--- START OF Excerpted records ---

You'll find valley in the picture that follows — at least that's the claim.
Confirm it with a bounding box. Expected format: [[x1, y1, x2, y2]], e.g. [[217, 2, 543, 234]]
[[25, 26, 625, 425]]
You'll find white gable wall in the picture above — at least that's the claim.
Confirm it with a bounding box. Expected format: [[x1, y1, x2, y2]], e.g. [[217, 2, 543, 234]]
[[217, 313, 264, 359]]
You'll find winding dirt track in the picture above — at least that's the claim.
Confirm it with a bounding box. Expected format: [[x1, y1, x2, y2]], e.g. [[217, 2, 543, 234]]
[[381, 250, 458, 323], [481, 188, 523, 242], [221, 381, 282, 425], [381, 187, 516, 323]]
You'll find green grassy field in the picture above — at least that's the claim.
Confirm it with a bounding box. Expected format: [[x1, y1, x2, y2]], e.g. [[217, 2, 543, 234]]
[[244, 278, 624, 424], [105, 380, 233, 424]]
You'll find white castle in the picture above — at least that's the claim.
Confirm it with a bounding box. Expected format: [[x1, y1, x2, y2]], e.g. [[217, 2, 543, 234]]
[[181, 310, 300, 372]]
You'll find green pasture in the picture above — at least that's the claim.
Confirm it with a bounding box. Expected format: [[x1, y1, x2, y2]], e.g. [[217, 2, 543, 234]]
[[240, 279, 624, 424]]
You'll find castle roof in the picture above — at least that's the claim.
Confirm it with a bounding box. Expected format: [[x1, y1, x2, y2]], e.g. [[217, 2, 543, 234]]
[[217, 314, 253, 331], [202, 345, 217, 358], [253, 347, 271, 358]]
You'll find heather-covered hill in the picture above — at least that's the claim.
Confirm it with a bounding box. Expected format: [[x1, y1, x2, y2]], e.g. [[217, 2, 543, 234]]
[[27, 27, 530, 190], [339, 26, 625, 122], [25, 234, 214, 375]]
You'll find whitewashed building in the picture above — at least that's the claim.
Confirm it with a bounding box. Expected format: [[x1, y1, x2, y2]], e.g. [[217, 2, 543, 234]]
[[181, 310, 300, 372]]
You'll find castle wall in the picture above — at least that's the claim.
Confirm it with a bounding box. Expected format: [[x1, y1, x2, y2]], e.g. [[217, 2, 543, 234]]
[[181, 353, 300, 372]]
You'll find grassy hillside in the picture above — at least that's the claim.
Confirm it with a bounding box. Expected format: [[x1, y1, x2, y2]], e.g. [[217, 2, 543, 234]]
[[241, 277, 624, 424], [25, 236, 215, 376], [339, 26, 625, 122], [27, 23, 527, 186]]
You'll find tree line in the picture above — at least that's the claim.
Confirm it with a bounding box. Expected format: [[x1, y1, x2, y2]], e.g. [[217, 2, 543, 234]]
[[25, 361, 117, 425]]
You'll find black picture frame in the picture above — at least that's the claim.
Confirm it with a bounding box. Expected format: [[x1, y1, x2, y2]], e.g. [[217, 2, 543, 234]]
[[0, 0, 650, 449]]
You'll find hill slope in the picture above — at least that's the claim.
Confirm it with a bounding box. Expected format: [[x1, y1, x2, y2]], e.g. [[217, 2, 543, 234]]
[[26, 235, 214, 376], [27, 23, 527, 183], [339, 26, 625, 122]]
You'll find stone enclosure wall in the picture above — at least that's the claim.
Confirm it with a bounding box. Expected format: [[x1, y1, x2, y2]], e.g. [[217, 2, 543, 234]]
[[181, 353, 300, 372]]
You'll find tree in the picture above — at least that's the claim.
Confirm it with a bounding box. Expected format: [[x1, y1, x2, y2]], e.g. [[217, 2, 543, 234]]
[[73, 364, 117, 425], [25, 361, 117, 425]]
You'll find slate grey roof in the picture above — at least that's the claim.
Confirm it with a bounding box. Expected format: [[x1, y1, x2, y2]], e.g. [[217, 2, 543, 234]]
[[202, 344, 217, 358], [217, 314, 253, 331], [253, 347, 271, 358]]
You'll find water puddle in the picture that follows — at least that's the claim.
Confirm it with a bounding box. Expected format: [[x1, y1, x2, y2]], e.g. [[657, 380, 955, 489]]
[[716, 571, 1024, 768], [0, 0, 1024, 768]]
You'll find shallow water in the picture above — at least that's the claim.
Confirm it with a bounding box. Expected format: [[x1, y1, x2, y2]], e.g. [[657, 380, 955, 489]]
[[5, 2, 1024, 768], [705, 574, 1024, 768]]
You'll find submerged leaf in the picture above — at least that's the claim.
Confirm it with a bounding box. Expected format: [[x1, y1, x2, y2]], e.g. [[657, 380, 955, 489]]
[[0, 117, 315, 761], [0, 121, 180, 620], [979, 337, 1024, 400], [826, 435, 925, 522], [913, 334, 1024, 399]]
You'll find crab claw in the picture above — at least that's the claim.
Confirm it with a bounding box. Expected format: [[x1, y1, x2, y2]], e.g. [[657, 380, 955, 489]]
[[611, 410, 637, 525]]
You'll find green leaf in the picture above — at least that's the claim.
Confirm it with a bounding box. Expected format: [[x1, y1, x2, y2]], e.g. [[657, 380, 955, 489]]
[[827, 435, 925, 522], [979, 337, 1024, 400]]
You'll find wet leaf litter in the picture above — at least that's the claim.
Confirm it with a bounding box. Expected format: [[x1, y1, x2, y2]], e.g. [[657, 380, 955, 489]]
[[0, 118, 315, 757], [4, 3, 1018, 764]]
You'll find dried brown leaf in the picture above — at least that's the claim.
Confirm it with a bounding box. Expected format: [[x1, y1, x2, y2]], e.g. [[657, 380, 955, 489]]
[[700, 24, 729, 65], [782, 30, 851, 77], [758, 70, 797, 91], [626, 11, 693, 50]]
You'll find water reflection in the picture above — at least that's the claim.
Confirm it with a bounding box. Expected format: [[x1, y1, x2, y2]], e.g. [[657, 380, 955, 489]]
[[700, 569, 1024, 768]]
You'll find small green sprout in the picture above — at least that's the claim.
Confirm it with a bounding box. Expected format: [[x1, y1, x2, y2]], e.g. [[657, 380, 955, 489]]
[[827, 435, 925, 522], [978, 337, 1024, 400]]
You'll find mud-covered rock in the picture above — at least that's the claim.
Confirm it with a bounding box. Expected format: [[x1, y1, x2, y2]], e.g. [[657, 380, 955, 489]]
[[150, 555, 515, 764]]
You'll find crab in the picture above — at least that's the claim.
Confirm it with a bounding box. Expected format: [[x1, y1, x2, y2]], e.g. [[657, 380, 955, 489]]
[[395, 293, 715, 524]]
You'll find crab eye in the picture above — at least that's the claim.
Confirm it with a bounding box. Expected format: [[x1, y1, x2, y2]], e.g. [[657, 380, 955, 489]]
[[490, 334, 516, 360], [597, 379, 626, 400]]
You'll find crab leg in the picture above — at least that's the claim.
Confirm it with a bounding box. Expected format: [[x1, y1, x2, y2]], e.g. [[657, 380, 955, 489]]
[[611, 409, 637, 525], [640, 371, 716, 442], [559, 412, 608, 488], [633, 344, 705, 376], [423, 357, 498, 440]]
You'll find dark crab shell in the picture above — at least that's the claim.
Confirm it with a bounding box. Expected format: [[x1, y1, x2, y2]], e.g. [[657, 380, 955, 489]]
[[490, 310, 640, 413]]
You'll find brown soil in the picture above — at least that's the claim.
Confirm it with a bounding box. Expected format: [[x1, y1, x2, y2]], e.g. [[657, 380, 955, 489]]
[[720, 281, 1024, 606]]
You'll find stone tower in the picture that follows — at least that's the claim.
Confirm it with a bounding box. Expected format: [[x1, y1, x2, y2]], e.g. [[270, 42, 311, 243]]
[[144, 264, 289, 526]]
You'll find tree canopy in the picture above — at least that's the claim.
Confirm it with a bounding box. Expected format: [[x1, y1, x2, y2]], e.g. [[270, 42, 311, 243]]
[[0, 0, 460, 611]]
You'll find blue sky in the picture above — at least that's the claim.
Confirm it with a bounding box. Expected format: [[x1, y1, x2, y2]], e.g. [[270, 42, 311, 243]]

--- END OF Excerpted records ---

[Instructions for the task]:
Copy the lines of the records verbatim, starting at the line that contains "You'll find submerged" and ending at the line that contains "334, 1024, 399]]", both included.

[Finished exercise]:
You'll find submerged leaf in the picture above — at least that's the claim.
Confirm it with a bounding box. Expected format: [[x1, y1, x2, y2]], e.g. [[657, 380, 955, 489]]
[[0, 117, 315, 761], [0, 121, 180, 620], [979, 337, 1024, 400], [826, 435, 925, 522], [913, 334, 1024, 399]]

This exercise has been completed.